### TASK TO COMPLETE
Everything from the line holding "Indicate a point per instance of the blue sneaker" through the last line below is needed; please reproduce those lines exactly, adding nothing.

____

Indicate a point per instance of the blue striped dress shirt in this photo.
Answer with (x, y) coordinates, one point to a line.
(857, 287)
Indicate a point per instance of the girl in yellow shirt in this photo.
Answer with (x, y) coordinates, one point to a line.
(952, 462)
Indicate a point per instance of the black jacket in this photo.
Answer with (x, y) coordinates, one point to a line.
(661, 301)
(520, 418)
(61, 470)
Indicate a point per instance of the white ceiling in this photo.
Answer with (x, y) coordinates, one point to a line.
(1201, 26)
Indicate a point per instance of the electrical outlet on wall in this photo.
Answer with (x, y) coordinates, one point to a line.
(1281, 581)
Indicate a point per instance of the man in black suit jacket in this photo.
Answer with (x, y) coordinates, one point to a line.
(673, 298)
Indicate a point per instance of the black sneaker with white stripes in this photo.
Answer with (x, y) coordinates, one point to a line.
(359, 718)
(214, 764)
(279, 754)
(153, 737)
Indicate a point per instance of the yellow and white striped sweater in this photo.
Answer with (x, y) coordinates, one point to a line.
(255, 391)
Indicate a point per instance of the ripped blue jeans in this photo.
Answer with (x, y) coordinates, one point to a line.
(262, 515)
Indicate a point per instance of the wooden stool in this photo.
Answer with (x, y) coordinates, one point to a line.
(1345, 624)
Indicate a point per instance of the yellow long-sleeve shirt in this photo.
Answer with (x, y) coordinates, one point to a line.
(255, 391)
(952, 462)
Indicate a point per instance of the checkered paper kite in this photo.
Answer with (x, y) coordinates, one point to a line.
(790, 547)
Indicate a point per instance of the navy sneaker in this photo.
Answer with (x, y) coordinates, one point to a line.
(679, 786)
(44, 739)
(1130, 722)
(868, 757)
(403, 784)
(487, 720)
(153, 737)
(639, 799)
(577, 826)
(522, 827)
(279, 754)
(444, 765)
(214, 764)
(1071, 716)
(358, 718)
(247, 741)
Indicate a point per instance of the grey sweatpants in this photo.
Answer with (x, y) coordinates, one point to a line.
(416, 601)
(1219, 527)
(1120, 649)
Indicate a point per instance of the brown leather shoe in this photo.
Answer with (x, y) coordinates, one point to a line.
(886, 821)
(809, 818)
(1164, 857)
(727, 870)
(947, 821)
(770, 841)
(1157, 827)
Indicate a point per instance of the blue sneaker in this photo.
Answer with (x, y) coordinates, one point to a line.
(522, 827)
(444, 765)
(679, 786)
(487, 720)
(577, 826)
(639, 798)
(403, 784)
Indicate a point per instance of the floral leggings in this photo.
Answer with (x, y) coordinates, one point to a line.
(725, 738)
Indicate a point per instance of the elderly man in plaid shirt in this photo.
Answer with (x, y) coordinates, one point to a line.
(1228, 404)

____

### EXERCISE OUTPUT
Indicate a point per instance of the blue sneaker in this photo.
Answer with (x, y) coordinates, one point to a line.
(522, 827)
(444, 765)
(679, 786)
(487, 720)
(577, 826)
(639, 798)
(403, 784)
Indicate a point per instance of the floral leggings in this photo.
Answer with (x, y) coordinates, one point to a line.
(725, 738)
Indicate a point per instance of the elderly man in plaid shirt in this photo.
Answer with (x, y) coordinates, one point to a line.
(1228, 404)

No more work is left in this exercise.